Rewrite all of the material below line for line, increasing every x and y coordinate in the answers by 131. Leave the pictures out.

>> Start DATA LISTING

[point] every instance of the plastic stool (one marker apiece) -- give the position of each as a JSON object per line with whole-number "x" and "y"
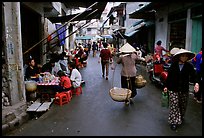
{"x": 69, "y": 95}
{"x": 61, "y": 98}
{"x": 77, "y": 91}
{"x": 45, "y": 96}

>> End DATA LISTING

### CORRECT RESPONSE
[point] every instance of the plastic stool (one marker apiece) -- give the position of each as a JSON object per line with whole-number "x" and "y"
{"x": 200, "y": 226}
{"x": 192, "y": 229}
{"x": 208, "y": 222}
{"x": 176, "y": 227}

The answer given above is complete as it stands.